What the task requires
Down to the last line, repeat the entries exactly and drop any image.

Dataset items
=== Section Start ===

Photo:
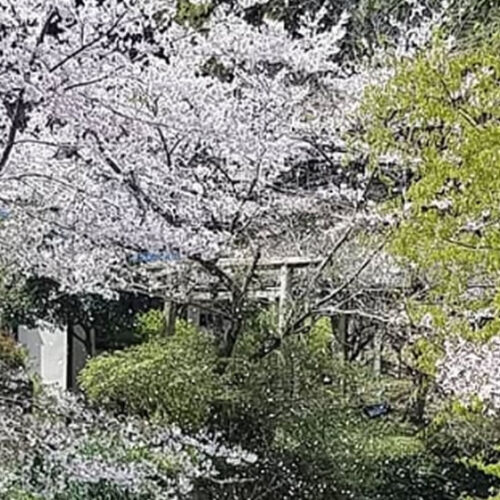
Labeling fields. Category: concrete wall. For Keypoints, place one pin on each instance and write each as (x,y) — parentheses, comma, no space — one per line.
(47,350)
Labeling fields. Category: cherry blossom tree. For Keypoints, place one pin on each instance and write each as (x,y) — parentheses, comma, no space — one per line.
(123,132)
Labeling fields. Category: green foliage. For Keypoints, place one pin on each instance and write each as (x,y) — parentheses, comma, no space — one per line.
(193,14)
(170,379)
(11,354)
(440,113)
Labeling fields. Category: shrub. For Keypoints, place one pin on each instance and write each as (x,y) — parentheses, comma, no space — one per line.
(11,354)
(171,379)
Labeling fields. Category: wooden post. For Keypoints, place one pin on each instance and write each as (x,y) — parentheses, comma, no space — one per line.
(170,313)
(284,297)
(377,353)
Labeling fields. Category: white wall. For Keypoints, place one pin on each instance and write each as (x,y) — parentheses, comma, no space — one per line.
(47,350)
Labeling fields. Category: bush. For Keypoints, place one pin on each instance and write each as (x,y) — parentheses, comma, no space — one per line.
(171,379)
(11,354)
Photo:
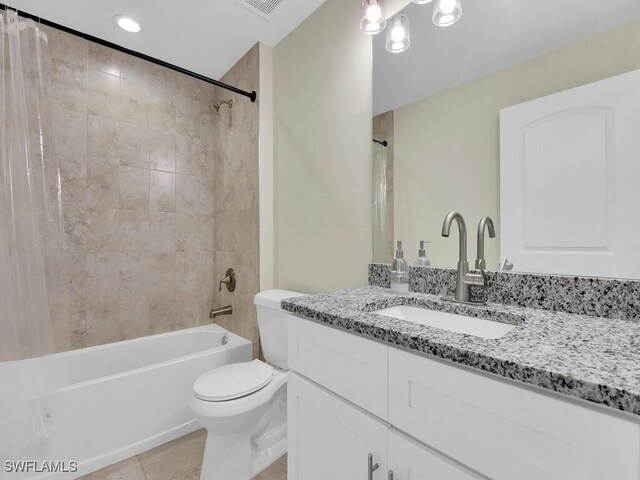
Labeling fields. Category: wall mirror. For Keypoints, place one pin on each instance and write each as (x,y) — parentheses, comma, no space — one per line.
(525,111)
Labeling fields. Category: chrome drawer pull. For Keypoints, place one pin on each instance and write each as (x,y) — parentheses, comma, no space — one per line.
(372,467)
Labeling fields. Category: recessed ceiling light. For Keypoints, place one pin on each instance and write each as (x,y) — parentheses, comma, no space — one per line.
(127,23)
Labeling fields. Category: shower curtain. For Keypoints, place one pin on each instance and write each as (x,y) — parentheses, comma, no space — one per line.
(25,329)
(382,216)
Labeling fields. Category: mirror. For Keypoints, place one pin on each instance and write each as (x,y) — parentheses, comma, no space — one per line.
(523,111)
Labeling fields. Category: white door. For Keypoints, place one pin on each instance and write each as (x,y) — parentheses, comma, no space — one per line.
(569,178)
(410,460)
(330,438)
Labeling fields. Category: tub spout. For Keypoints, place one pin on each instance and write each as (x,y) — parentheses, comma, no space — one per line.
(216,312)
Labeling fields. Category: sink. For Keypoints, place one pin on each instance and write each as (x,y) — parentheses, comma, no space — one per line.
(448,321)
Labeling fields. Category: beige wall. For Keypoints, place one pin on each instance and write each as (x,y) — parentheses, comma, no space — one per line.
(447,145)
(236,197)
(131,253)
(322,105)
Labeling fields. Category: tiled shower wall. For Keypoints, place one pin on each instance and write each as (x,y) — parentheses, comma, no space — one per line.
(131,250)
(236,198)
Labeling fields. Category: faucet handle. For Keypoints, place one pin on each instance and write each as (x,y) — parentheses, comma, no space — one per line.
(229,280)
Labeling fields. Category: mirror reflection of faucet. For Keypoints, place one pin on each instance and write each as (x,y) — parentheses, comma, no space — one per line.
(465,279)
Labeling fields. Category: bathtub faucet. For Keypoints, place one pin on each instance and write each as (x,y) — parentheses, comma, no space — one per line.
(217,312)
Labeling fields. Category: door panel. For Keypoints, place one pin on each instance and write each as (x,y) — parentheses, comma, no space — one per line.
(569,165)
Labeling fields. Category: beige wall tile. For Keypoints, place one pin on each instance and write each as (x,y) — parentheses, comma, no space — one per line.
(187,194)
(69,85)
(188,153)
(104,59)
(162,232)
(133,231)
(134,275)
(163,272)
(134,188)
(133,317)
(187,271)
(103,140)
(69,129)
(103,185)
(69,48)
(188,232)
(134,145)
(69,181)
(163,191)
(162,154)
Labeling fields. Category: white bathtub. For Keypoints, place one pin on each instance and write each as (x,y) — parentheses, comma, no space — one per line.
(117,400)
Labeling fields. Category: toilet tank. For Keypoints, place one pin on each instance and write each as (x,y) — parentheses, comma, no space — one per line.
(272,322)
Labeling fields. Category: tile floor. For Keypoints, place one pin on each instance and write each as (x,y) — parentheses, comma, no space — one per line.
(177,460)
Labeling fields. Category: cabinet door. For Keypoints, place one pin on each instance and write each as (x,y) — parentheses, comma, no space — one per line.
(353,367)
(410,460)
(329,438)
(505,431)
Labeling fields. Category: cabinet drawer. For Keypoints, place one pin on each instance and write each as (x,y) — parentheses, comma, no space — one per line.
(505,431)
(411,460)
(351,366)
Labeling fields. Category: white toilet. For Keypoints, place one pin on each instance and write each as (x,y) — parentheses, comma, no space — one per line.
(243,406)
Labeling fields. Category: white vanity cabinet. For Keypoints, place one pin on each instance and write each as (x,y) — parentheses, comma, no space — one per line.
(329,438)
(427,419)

=== Section End ===

Answer to the problem
Photo:
Labeling fields. Category: concrete wall. For Keypoints, place one pin on each instance and write each as (x,y) — parentheses, comma, no space — one per line.
(47,350)
Labeling fields. Category: cherry blossom tree. For Keypoints, place one pin on each instance and write each as (x,y) — parentheses, comma, no space — one per line.
(123,132)
Labeling fields. Category: green foliage. For Keypoints, place one pin on each instance and write each as (x,y) — parentheses, comma, no space — one per line.
(193,14)
(170,379)
(11,354)
(440,113)
Labeling fields. Category: shrub. For Keypoints, place one pin on each instance and write each as (x,y) — parentheses, comma, no space — one per line.
(11,354)
(171,379)
Labeling fields. Category: wooden post. For Keypoints, place one pin on each instance and write each as (x,y) — parentheses, comma, no space — one per line.
(170,313)
(284,297)
(377,353)
Labeling fields. Category: white wall. For Keypoints, place one pin on each instance and write each as (x,y) — parentheses, comma, no space — one per line.
(47,350)
Labeling fields. Category: bush. For Keypoints, place one pin on each instance and write each as (x,y) — parentheses, comma, no space — one per line.
(171,379)
(11,354)
Photo:
Labeling fields. Category: wall mirror. For Keypoints, place one pin on each instance and write each as (x,y) — parentheses, comma, no space — one per line.
(525,111)
Labeling fields. Category: chrome drawer pull. For Keypoints, place one pin on each instance and write each as (x,y) — parentheses, comma, no space — one per line.
(372,467)
Labeling fields. Category: recessed ceiling light. For Keypoints, place one pin on each instance and write each as (x,y) — parentheses, comma, no space — one per line.
(127,23)
Labeling fields. Category: shower curtain. For Keypoints, place one pin on each instance and write each as (x,y) — parentheses, comma, no space — one per line.
(25,329)
(382,216)
Labeling fields. Category: mirror. For Keypoints, place one pin on each instance and write each as (x,y) — parentheses, comma, no space — one per line.
(523,111)
Labeling fields. Category: white door. For Keypoints, place one pin on each instance and write each as (x,y) — parentheses, comma, no space — one per line.
(569,178)
(410,460)
(330,438)
Labeling fields. Category: tub spout. For Keypoints, place one pin on each instance and write each as (x,y) — parentheses, comma, no space — one per line.
(216,312)
Labeling fields. Category: sink. For Keypoints, place one pin on each instance and write each as (x,y) — parentheses, comma, no space — one per line.
(448,321)
Labeling fields. Category: beige wall. For Keypoints, place one pin on each instance and write each as (x,y) — parentheses, comma, no space — one per line.
(447,145)
(236,197)
(131,253)
(322,105)
Labeling fields. Category: tiled shower wall. For Keypoints, place one pin on each instance and write each as (x,y) — parentheses, comma, no space — one per line.
(131,250)
(236,198)
Labeling fields. Category: faucet handle. For Keypoints, place one pin on each instance and write each as (x,y) — parentheses, comma, no space — one per line.
(229,280)
Labeling fields. Category: mirror reflection of faucet. For Keypoints, place one pin on each instance and write each as (x,y) — parentheses, comma, no space — one per line.
(465,279)
Labeling fields. Category: bathtub faucet. For Keypoints, place one pin on each instance and write each as (x,y) — parentheses, comma, no space — one per line.
(217,312)
Labeling fields. Category: door panel. For Keypoints, place one pin on each instance and write each as (x,y) — parentheses, comma, no space — one per line.
(569,165)
Labeling fields. Category: beige wall tile. For Keypoints, place one pin on each instance and write each as (x,y) — parentheses, comma, no space — one per line.
(187,194)
(69,85)
(188,153)
(104,59)
(162,232)
(133,231)
(134,275)
(163,272)
(134,188)
(133,317)
(187,271)
(103,140)
(69,129)
(103,185)
(69,48)
(188,232)
(134,145)
(69,181)
(163,191)
(162,154)
Labeling fields. Category: white bathtub. For Keypoints, place one pin on each instance and write each as (x,y) — parentheses, comma, no space — one per line.
(117,400)
Labeling fields. Category: toilet tank. For Keypoints, place one pin on each instance and write each as (x,y) — parentheses, comma, no space — one per line.
(272,322)
Labeling fields. Category: tile floor. For Keypoints, place one pin on each instance and write each as (x,y) — parentheses, comma, no space — one per line.
(177,460)
Labeling fields. Category: cabinet door. For Keypoints, place one pin on each instance and write each as (x,y) — parentheses, comma, no space — one per line.
(353,367)
(410,460)
(329,438)
(505,431)
Labeling fields. Category: cabinet drawer. For Keypoints, place one pin on each instance and write each as (x,y) — parentheses, comma, no space — one per line.
(505,431)
(411,460)
(351,366)
Labeling fields. Category: white toilet. For Keypoints, place one pin on each instance and write each as (x,y) — parentheses, comma, no space — one per line.
(243,406)
Labeling fields. Category: white vanity cabinet. For Keypoints, place one pin on each instance and write each as (x,y) — parentheses, comma, no space — one per line.
(329,438)
(427,419)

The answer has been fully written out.